## Exercise requirements
Quote these lines exactly: the one that holds "Practice. Pick out the shrub" and every line after it to the end of the material below. Skip pictures.

*** Material supplied

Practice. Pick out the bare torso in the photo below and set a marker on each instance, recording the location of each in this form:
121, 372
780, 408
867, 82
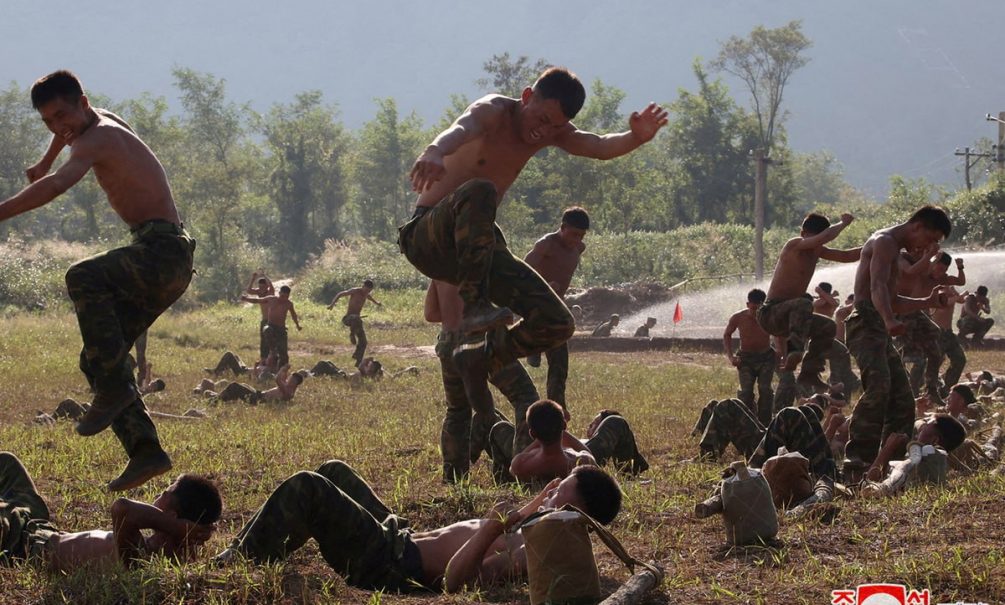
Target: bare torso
555, 261
437, 547
793, 271
357, 298
753, 338
497, 155
129, 173
69, 551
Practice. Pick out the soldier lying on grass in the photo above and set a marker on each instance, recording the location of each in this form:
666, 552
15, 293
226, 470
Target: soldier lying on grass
183, 518
364, 542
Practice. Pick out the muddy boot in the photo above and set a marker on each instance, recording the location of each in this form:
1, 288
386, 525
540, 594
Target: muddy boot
713, 506
811, 380
481, 317
142, 467
106, 406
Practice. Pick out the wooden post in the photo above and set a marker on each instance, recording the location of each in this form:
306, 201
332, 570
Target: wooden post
760, 187
632, 591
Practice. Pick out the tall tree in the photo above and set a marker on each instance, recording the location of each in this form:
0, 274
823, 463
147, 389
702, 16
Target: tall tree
764, 61
307, 184
510, 76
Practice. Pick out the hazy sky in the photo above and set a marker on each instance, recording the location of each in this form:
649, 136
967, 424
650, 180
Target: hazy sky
892, 86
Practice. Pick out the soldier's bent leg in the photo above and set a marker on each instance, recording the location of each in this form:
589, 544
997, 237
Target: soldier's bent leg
614, 441
308, 505
558, 373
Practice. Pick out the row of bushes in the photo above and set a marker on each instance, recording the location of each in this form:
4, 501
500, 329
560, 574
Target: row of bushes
31, 274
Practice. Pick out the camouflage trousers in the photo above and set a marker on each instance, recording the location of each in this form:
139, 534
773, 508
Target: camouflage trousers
356, 533
24, 517
797, 429
795, 319
277, 342
725, 422
923, 336
759, 368
951, 348
886, 405
975, 326
613, 441
357, 336
840, 368
463, 435
458, 242
117, 295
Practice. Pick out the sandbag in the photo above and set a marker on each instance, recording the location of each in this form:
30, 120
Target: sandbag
748, 509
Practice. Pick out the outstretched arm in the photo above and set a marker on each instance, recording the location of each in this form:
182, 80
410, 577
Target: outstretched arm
826, 235
642, 127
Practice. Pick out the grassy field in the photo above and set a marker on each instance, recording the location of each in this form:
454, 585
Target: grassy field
948, 540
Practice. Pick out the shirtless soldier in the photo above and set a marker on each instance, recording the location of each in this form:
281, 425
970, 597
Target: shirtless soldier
461, 177
363, 541
358, 296
117, 294
787, 312
556, 256
755, 362
886, 405
917, 279
274, 332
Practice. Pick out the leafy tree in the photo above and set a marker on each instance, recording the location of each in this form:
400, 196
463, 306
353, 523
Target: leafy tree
307, 182
510, 76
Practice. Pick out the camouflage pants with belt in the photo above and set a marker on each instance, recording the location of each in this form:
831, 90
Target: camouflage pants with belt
458, 242
463, 436
24, 517
356, 335
759, 368
951, 348
277, 342
886, 405
795, 319
797, 429
976, 326
728, 421
356, 533
922, 335
117, 295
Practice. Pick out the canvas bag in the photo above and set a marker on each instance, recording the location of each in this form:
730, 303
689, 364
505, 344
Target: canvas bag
561, 567
748, 509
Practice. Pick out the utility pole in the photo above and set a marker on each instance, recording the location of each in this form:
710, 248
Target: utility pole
762, 161
967, 164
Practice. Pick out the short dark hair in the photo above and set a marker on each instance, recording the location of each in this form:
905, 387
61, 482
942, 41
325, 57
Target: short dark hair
564, 86
58, 84
933, 217
576, 217
599, 491
197, 498
951, 431
546, 420
966, 392
815, 223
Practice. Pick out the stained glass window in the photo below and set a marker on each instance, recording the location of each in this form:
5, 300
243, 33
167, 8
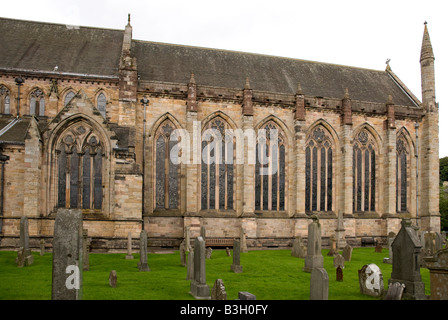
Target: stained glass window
80, 170
166, 171
364, 172
37, 103
217, 166
5, 100
402, 174
270, 168
319, 171
101, 103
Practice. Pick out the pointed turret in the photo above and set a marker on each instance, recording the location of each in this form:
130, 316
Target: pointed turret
300, 104
427, 72
248, 109
192, 104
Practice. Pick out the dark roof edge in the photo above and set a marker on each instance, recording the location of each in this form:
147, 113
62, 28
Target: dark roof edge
403, 87
53, 73
256, 54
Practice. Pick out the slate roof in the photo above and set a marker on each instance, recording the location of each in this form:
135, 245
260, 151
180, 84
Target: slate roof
42, 46
96, 51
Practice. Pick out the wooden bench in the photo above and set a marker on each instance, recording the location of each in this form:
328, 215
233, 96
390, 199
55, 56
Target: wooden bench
367, 241
218, 242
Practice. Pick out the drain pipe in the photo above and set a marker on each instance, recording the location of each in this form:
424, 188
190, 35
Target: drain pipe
416, 172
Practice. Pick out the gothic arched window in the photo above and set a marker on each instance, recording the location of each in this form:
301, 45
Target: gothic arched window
364, 172
5, 100
80, 169
101, 102
217, 168
167, 182
270, 168
402, 174
37, 103
69, 96
319, 171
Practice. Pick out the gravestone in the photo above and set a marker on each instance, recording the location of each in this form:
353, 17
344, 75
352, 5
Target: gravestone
219, 291
395, 291
244, 295
371, 280
340, 231
42, 247
187, 239
390, 239
339, 274
183, 258
190, 265
85, 250
347, 253
129, 256
406, 262
338, 261
298, 248
243, 240
314, 258
236, 267
143, 264
113, 279
26, 258
438, 270
333, 249
208, 253
67, 255
319, 284
198, 287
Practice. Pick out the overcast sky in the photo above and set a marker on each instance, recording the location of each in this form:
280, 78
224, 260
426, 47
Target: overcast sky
355, 33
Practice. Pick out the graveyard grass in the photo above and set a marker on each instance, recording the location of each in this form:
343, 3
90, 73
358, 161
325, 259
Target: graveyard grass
268, 274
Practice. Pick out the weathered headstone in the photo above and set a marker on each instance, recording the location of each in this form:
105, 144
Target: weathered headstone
390, 239
298, 248
67, 255
333, 249
340, 231
395, 291
113, 279
208, 253
42, 247
190, 265
338, 261
339, 274
219, 291
406, 262
244, 295
438, 270
143, 264
182, 253
27, 258
319, 284
236, 267
371, 280
347, 253
187, 239
243, 240
129, 256
314, 258
198, 287
85, 250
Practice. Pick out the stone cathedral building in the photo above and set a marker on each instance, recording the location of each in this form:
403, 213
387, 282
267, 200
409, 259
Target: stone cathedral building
93, 119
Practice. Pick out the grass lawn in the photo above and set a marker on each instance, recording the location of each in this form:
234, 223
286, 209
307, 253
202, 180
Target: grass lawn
268, 274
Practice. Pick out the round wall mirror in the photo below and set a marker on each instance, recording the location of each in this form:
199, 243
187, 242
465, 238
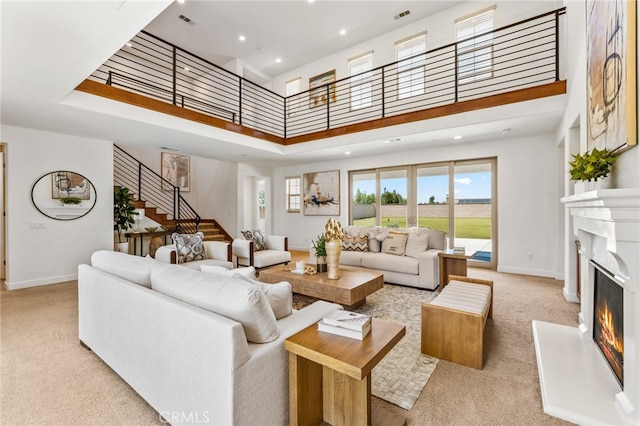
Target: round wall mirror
63, 195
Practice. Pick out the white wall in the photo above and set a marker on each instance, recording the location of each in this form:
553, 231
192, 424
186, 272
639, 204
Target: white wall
212, 192
51, 255
440, 31
527, 197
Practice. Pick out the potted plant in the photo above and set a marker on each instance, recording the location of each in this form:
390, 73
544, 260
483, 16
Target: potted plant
321, 253
591, 166
123, 215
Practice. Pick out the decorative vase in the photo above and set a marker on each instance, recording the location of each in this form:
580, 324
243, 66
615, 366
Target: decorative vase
321, 264
121, 247
333, 247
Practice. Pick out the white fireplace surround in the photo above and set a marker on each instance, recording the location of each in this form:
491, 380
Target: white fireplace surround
576, 382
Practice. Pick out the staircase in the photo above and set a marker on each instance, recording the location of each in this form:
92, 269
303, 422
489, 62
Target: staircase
166, 207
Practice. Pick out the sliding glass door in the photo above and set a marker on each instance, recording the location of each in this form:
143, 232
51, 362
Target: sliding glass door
457, 197
473, 208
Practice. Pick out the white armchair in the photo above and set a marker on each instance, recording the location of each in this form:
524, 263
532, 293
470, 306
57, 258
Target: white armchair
277, 252
216, 253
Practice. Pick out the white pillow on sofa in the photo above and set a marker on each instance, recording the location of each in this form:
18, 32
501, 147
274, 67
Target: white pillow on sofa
416, 244
232, 298
279, 296
248, 272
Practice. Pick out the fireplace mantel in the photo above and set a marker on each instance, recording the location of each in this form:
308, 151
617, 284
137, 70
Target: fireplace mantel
576, 382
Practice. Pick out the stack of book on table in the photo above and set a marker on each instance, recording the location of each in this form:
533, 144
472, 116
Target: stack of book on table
346, 323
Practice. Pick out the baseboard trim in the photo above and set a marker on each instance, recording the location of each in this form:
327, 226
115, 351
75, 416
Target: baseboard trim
43, 281
526, 271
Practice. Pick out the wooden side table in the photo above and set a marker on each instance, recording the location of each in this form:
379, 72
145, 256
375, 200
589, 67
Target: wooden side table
330, 375
143, 235
453, 264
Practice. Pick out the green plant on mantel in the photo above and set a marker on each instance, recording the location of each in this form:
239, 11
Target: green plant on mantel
123, 210
319, 246
70, 200
592, 165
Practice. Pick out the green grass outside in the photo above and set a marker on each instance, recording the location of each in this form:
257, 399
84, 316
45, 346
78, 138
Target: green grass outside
466, 227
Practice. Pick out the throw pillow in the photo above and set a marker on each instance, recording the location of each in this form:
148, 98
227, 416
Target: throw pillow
259, 241
278, 295
416, 244
351, 243
248, 272
188, 246
395, 243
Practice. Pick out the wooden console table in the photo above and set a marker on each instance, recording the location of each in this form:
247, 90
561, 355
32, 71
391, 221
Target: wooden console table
453, 264
143, 235
330, 375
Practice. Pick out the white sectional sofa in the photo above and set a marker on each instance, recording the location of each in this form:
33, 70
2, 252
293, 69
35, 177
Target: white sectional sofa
199, 348
416, 265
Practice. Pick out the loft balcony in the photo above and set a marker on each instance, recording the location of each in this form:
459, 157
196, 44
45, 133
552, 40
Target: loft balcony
515, 63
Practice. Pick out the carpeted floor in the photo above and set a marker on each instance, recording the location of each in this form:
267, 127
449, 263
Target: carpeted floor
47, 378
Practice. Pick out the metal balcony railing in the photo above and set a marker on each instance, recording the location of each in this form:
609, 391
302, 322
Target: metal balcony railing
521, 55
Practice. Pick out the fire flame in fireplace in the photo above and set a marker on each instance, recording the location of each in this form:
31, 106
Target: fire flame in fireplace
608, 332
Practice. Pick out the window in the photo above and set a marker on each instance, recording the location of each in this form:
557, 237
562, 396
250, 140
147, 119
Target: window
475, 46
360, 73
410, 66
292, 187
293, 102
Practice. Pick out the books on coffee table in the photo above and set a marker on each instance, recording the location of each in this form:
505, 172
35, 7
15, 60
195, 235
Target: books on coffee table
346, 323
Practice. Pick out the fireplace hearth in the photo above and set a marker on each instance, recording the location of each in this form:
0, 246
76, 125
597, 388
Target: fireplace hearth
590, 374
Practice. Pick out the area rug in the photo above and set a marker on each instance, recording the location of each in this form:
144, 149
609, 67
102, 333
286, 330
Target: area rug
404, 371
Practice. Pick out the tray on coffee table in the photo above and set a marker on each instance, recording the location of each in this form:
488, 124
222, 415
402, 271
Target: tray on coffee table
350, 290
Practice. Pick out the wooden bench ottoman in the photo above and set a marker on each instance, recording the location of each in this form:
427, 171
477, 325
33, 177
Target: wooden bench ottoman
453, 323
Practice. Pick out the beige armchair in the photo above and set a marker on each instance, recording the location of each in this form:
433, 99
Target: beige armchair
277, 252
215, 252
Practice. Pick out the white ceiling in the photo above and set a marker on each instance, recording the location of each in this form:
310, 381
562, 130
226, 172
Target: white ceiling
49, 47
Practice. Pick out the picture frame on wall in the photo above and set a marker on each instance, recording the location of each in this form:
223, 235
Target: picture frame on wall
318, 90
321, 193
611, 74
176, 171
68, 184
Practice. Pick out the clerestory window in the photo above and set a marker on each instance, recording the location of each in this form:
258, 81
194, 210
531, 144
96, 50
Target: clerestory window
475, 46
360, 73
411, 57
292, 188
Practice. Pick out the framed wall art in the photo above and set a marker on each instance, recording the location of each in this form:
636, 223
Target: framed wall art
321, 193
611, 74
69, 184
318, 90
175, 170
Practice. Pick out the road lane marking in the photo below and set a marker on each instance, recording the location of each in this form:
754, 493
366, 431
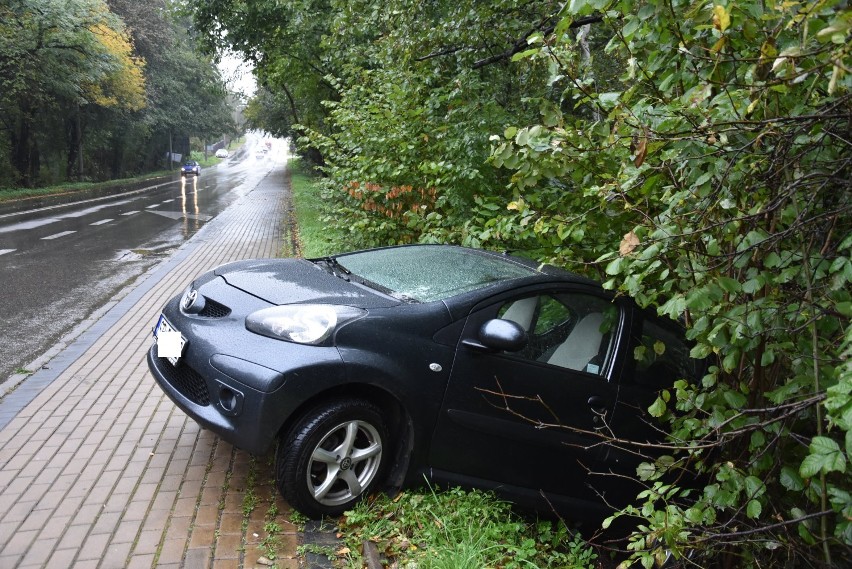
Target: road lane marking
58, 235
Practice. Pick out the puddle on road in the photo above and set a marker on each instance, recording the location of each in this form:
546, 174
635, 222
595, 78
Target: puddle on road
129, 255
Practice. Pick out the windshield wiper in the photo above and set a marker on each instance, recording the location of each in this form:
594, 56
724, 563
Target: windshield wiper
335, 268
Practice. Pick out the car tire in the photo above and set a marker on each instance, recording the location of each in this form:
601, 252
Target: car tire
332, 457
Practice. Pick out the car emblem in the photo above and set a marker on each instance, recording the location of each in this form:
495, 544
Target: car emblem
189, 299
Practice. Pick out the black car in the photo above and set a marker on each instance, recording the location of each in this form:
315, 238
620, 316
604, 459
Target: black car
190, 167
377, 368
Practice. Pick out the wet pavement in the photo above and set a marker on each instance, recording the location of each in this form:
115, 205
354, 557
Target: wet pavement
64, 257
99, 469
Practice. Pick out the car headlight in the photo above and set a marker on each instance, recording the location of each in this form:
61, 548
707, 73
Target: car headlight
301, 323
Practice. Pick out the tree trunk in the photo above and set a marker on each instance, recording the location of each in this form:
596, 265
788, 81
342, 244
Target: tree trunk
25, 160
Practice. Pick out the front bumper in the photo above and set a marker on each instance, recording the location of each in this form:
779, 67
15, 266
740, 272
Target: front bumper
240, 385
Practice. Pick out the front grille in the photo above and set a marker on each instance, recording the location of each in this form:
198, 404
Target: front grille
187, 381
213, 309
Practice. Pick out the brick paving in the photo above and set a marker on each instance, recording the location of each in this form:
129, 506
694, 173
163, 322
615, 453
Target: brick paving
99, 469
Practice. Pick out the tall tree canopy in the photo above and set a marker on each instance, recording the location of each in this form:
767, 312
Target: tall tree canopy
695, 155
93, 88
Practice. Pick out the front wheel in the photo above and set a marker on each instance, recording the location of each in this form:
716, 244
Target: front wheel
332, 457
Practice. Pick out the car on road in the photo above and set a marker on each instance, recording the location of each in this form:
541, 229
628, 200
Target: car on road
382, 368
190, 167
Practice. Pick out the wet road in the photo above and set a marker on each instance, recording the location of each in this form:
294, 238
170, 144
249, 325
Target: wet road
59, 264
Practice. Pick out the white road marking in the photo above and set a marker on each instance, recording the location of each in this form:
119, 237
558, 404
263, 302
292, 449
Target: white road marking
58, 235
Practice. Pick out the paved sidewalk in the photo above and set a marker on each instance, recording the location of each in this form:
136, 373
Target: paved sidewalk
99, 469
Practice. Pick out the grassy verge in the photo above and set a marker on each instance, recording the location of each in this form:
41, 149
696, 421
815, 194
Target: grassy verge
457, 529
12, 194
314, 233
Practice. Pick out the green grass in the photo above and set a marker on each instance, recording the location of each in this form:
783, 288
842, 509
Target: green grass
314, 233
452, 529
457, 529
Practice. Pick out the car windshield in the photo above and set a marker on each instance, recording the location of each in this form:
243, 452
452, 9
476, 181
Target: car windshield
427, 273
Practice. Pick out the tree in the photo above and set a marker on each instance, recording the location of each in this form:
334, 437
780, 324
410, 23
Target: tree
716, 189
54, 54
710, 181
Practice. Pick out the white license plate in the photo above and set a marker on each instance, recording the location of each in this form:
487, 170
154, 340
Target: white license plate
163, 325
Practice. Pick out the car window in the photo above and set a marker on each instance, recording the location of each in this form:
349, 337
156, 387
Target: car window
662, 356
427, 273
570, 330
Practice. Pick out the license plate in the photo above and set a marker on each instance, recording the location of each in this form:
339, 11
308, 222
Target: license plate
164, 327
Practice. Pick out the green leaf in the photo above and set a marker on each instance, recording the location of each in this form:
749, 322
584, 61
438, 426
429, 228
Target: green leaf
825, 457
658, 408
791, 480
754, 509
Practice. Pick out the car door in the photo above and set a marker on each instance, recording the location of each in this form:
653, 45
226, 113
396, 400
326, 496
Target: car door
530, 419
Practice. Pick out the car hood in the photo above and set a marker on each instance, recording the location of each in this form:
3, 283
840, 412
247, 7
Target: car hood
297, 281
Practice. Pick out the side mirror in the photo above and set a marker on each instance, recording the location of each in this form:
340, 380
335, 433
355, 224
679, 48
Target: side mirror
500, 335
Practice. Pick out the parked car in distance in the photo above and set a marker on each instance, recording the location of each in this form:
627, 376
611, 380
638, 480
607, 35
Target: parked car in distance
190, 167
378, 369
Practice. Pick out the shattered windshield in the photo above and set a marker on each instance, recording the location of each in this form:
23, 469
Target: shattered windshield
431, 272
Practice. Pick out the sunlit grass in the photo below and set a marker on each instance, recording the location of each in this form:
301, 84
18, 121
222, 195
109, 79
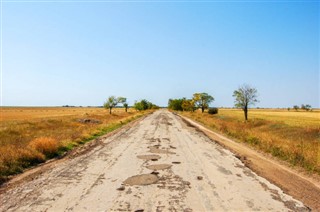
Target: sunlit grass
33, 135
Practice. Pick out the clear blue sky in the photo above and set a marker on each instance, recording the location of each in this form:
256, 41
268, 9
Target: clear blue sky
79, 53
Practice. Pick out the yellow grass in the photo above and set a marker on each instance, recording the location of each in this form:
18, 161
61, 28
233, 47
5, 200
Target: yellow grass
289, 135
33, 135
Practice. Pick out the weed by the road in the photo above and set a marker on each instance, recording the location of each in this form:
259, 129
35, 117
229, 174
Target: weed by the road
32, 135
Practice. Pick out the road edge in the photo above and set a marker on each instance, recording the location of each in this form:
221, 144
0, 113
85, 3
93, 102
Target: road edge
31, 173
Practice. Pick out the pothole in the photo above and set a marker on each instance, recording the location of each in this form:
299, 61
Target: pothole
176, 162
143, 179
149, 157
159, 166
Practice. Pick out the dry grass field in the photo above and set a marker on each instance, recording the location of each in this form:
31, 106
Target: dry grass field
293, 136
31, 135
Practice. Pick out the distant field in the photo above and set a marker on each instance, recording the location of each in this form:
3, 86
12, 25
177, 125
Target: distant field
292, 118
293, 136
33, 113
30, 135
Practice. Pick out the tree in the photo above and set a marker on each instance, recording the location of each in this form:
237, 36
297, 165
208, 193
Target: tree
111, 102
125, 105
244, 97
144, 105
175, 104
202, 100
305, 107
123, 101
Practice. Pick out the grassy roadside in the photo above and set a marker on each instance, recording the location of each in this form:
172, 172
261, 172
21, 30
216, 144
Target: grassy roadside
33, 136
277, 135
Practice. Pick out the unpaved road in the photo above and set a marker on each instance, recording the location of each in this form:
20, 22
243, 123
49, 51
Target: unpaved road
158, 164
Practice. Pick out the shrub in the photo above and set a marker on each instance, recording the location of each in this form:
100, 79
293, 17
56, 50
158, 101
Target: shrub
213, 110
45, 145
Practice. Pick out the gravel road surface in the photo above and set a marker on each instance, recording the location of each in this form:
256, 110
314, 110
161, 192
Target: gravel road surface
159, 163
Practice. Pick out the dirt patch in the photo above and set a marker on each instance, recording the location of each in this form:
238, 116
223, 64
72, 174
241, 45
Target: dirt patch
154, 149
159, 166
143, 179
149, 157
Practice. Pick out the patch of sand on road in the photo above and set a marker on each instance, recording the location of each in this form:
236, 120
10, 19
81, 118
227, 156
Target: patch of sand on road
143, 179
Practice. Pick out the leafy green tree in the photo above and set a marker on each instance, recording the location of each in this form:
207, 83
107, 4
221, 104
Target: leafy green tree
202, 100
188, 105
244, 97
144, 105
125, 105
111, 102
307, 107
123, 101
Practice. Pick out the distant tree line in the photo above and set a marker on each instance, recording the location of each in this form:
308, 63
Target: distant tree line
199, 100
113, 101
244, 96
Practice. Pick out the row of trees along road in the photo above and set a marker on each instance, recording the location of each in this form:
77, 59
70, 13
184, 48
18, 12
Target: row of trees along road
199, 100
113, 101
244, 96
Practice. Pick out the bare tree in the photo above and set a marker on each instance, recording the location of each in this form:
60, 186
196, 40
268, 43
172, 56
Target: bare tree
244, 97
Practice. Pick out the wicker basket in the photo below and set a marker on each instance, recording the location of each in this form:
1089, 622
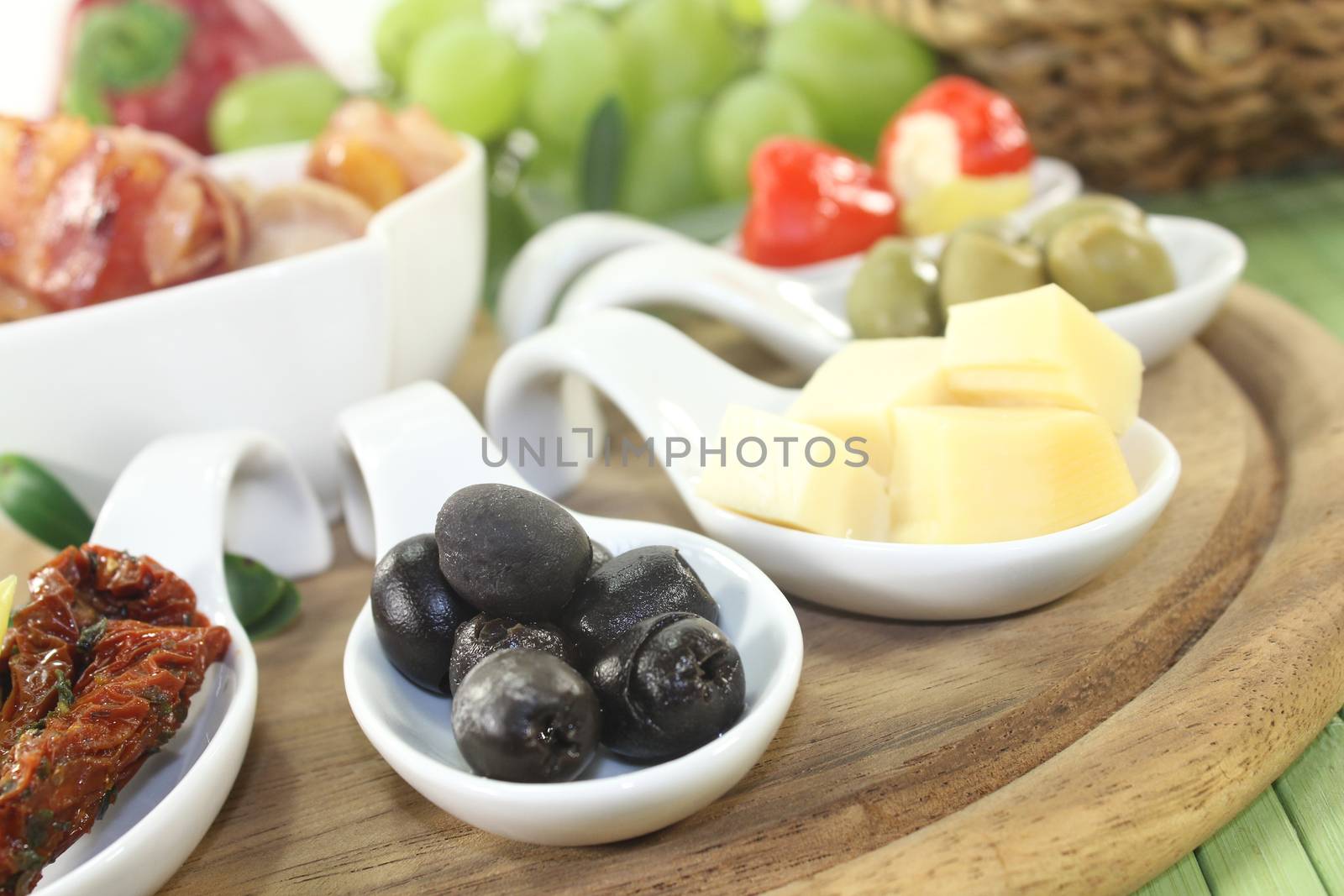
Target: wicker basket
1153, 94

******

## Expected answer
Practice. Pick out the shrub in the photo above and set a marker on each instance, recording the location of each in this form:
100, 79
293, 17
56, 50
158, 101
Target: shrub
213, 110
45, 145
Practice. Pick out the gravel road surface in the photo above and set a marker on each instance, recording the location of each in this form:
256, 110
314, 110
161, 192
Target: gravel road surface
159, 163
Practice. Pick out the dirt patch in the photo above and set a marker on each instance, recording the location of each in this form:
238, 116
223, 64
72, 174
241, 45
Target: dirt patch
154, 149
159, 166
143, 179
149, 157
Practice. Pick out the patch of sand on road in the photo above and set a marker on each instance, recording the location of each in this form:
236, 120
10, 19
81, 118
227, 156
Target: patch of sand on road
143, 179
Practice. Pick out the leafy green tree in the photo above and set a marker on each instance, recording the location of each in this form:
207, 83
107, 4
221, 104
Target: leafy green tree
202, 100
188, 105
244, 97
144, 105
125, 105
111, 102
307, 107
123, 101
Practice. Pick out the distant tree line in the photo above and set a marker on each instance, recording the location of each in this form:
308, 63
Target: distant tree line
199, 100
113, 101
244, 96
Practice. Pick out the row of trees along road in the photo above and set a marker on each instance, recording the location of each in this form:
77, 59
70, 13
184, 48
18, 12
Target: row of trees along road
199, 100
113, 101
244, 96
Practice. Pick out the bare tree in the photo above and set a marker on each instance, recording the location of each in this form:
60, 186
196, 40
268, 43
172, 56
Target: bare tree
244, 97
Practice. Pick out the wicker basket in the photo below and set a marker on each instance, recording the location of each in this form:
1089, 622
Target: wicker basket
1153, 94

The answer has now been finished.